---------- SOURCE PASSAGE

2. A toplevel function (the C++ ``main`` function, for example) that will
   handle starting up the Forth system and bring us into an interpreter. We'll
   put this in ``kforth.cc``.

The project will also need a build system. For simplicity, I'll at least start
with a basic Makefile::

  # Makefile
  CXXSTD :=     c++14
  CXXFLAGS :=   -std=$(CXXSTD) -Werror -Wall -g -O0
  OBJS :=       linux/io.o     \
                kforth.o
  TARGET :=     kforth
  
  all: $(TARGET)
  
  $(TARGET): $(OBJS)
          $(CXX) $(CFLAGS) -o $@ $(OBJS)
  
  clean:
          rm -f $(OBJS) $(TARGET)

A simple frontend
^^^^^^^^^^^^^^^^^

Starting out with the most basic front end; we'll first want to include our I/O
interface::

        #include "io.h"

If kforth is running on Linux, and it will be for the first stage, the
frontend should pull in Linux specific pieces. ``linux.h`` is the place
to set up the Linux-specific pieces::

        #ifdef __linux__
        #include "linux.h"
        #endif // __linux__

The interpreter function takes an I/O interface instance, and reads lines in
an infinite loop, printing "ok" after each line is read. I'll go over the
methods called on the ``interface`` instance when I get to the I/O subsystem.
Printing the line buffer right now helps to verify that the I/O subsystem is
working correctly::

        static char     ok[] = "ok.\n";

        static void
        interpreter(IO &interface)

--------------------
---------- LISTED RECORDS

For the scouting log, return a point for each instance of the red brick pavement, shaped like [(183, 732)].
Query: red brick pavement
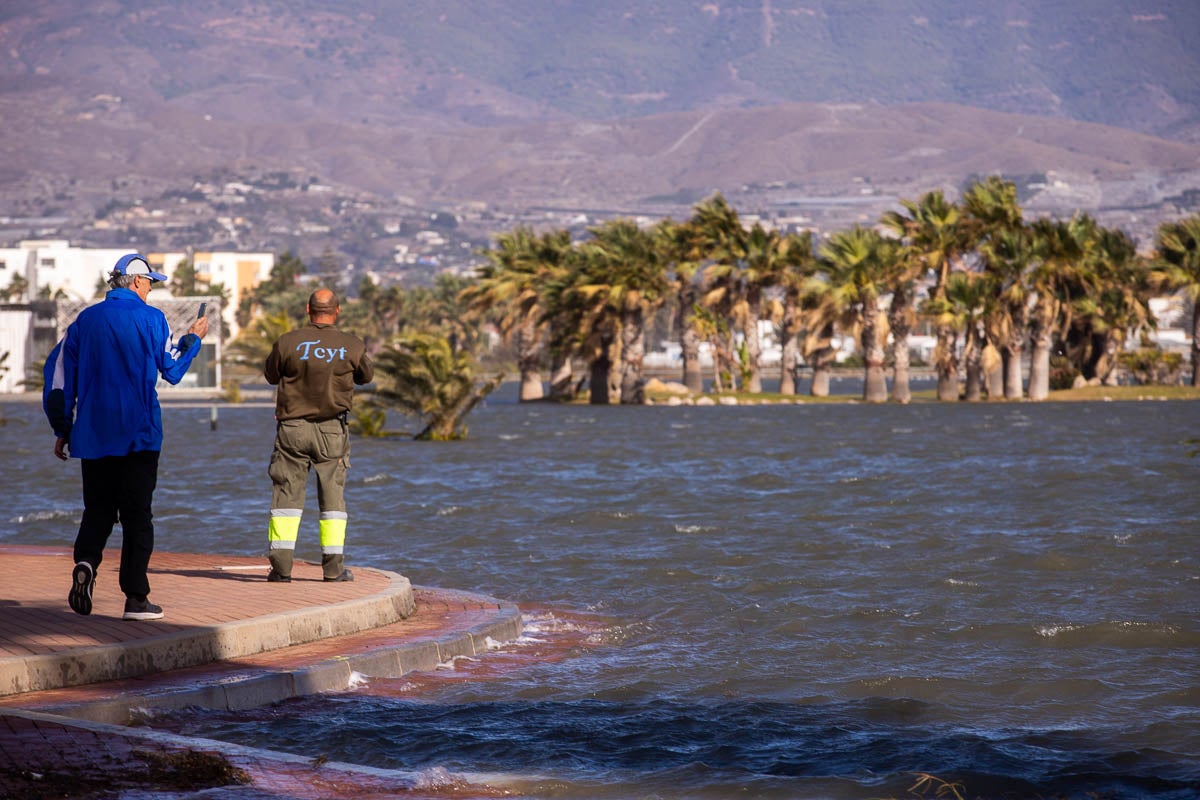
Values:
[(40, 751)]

--------------------
---------- LISTED RECORDS

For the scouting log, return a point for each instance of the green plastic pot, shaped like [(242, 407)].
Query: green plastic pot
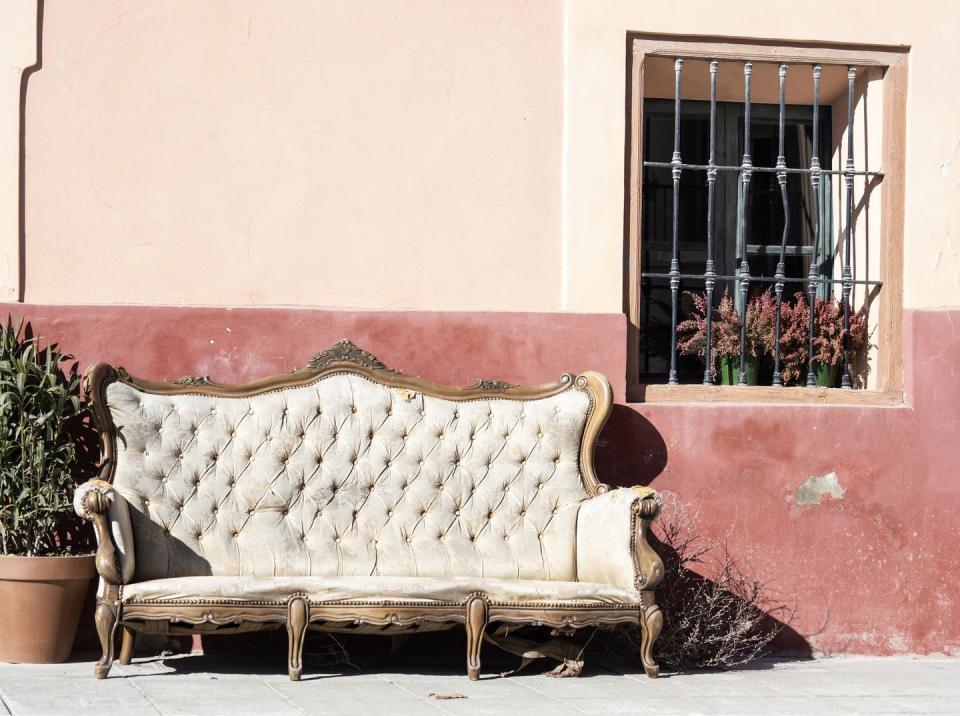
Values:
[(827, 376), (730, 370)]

--------------------
---------- LISTED RECORDS

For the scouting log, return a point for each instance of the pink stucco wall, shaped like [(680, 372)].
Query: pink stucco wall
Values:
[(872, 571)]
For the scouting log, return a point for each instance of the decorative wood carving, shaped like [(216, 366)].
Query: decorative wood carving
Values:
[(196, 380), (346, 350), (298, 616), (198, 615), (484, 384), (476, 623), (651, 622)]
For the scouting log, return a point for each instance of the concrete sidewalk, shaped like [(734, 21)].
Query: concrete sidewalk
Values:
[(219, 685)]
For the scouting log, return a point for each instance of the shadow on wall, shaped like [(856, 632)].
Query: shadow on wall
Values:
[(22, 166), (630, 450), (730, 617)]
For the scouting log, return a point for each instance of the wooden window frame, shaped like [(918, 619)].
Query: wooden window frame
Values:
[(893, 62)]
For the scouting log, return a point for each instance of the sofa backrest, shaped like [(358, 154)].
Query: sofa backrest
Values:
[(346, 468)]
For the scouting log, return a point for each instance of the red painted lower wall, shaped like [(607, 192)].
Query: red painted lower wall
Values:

--------------------

#### DIRECTIVE:
Complete the kforth walkthrough, picking up right after its last line. The entries are separate material and have no connection to the kforth walkthrough.

#### REPLY:
        {
                static size_t buflen = 0;
                static char linebuf[81];

                while (true) {
                        buflen = interface.rdbuf(linebuf, 80, true, '\n');
                        interface.wrln(linebuf, buflen);
                        interface.wrbuf(ok, 4);
                }
        }

The main function, for right now, can just instantiate a new I/O interface and
then call the interpreter::

        static char	banner[] = "kforth interpreter\n";
        const size_t	bannerlen = 19;

        int
        main(void)
        {
        #ifdef __linux__
                Console interface;
        #endif
	        interface.wrbuf(banner, bannerlen);
                interpreter(interface);
                return 0;
        }

That gives a good interactive test framework that I can use to start playing
with the system. I'm trying to avoid bringing in ``iostream`` directly in order
to force writing and building useful tooling built around the I/O interface.
This is, after all, the Forth ideal: start with a core system, then build your
world on top of that.

The I/O interface
^^^^^^^^^^^^^^^^^

In the truest of C++ fashions, the I/O interface is defined with the ``IO``
abstract base class::

        #ifndef __KF_IO_H__
        #define __KF_IO_H__

        #include "defs.h"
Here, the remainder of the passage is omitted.